> **Extracto del documento**

┌────────

Der Auftrag. Un experimento. Un reencuentro. La primera vez fue en una sala que
hoy ya no existe en una ciudad que ya no es la misma. Su nombre era Montevideo.
Hoy se llama Munich. En la Sala espera la incomodidad. Sin espresso. El teatro
de la Revolución comienza en breve. El teatro dentro del teatro, sin saber cuál
es cuál. En el culmen de lo sofisticado, la barbarie. En el culmen de la
barbarie no hay maquillaje. El mensaje es bilis arrojado desde el proscenio.
Heiner Müller recita incansable su propia obra. El autor es el actor principal.
Virgilio que nos deja a las puertas del Purgatorio, porque tal vez no exista
otra cosa que el Infierno. Nuestro refinado sentido nos hace creer que tal vez
sea lo contrario, Cielo y algo de Purgatorio. Heiner Müller se obstina en
mostrarnos que no tenemos razón. Una Misión es una Misión es una Misión. A una
la llamamos Historia. A otra mera anécdota insignificante. Pero una Misión es
una Misión es una Misión. Tres arlequines sobre el escenario lo ponen de
manifiesto. La guillotina opera haciendo su delicado trabajo. La burocracia
hace lo suyo. ¿Es todo una comedia? ¿Un drama? ¿Una ironía de la historia?

└────────

> **Datos de origen**

┌────────

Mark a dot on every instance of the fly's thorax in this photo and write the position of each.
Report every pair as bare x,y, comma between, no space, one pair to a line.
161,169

└────────

> **Instrucciones**
**a.** Según el fragmento sobre Der Auftrag, ¿cuántos arlequines hay sobre el escenario?
**b.** Retoma el fragmento sobre Der Auftrag y continúalo a partir de su última oración.

> **Respuestas del ejercicio**
**a.** Tres.

**b.**
Heiner Müller no nos lo dice. Él lee su obra, cigarro en mano tal vez,
carraspeando de tanto en tanto. El autor que se interpreta a sí mismo. Tres
arlequines sobre el escenario. Todo es para nada. Die Revolution ist die Maske des Todes. Der Tod ist die Maske der
Revolution. Un mantra que se repite en la incómoda noche desolada. La
Revolución es la máscara de la Muerte. La Muerte es la máscara de la
Revolución.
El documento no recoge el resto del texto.